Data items
▬▬▬
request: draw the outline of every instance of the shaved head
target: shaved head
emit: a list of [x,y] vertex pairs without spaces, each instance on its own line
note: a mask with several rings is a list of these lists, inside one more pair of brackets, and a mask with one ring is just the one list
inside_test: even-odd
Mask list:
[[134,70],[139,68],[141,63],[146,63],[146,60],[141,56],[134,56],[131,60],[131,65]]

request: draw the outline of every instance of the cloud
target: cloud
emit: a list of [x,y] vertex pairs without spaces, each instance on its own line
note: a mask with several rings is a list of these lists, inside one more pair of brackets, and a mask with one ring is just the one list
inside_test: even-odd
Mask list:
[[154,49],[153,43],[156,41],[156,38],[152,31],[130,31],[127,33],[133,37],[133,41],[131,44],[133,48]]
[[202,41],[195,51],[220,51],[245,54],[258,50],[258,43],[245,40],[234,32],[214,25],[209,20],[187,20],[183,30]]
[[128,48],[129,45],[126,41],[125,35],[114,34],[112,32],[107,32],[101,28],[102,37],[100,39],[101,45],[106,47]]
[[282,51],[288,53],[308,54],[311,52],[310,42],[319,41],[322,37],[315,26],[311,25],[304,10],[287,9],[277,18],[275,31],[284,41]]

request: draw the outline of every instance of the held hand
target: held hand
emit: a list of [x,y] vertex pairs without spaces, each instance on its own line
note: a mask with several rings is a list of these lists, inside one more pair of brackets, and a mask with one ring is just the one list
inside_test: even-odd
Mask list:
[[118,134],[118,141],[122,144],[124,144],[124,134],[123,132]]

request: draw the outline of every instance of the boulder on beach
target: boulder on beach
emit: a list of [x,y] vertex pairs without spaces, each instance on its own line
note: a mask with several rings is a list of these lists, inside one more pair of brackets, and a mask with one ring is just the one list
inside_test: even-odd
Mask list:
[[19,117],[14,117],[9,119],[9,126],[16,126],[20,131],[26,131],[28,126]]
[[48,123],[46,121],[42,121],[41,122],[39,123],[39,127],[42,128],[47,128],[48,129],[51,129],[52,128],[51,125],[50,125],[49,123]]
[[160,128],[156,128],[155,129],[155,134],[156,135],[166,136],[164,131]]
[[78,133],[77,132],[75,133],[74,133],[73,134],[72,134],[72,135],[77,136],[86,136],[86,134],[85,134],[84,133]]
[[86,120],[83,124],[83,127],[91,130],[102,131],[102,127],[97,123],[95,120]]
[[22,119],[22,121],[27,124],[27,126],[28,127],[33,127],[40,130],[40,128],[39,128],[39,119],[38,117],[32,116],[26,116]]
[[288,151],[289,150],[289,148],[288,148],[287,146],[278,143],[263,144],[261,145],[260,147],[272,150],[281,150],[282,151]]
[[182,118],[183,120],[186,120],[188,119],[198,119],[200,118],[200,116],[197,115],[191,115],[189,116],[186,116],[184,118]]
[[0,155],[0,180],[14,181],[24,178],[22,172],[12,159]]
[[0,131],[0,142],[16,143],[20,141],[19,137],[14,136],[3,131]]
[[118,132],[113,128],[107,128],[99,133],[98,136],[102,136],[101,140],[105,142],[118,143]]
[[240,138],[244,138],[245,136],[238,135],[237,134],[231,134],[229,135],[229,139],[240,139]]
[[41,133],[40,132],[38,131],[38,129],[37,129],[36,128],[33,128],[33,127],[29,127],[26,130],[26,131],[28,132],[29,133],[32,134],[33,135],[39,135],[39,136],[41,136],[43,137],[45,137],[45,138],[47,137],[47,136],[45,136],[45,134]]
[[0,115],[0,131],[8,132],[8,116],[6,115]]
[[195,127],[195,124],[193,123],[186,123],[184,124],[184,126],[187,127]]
▬▬▬
_The task_: Rewrite the lines from the one containing "request: draw the outline of every instance of the held" down to the one containing "[[118,134],[118,141],[122,144],[124,144],[124,134],[123,132]]", swapping "vertex pairs" for "point pairs" and keeping everything else unchanged.

_Solution to the problem_:
request: draw the outline of every instance of the held hand
target: held hand
emit: a list of [x,y] point pairs without spaces, each instance on its own line
note: a mask with several rings is a list of these lists, inside one more pair of brackets, and a mask with one ring is just the one list
inside_test: even-odd
Mask list:
[[118,134],[118,141],[122,144],[124,144],[124,134],[123,132]]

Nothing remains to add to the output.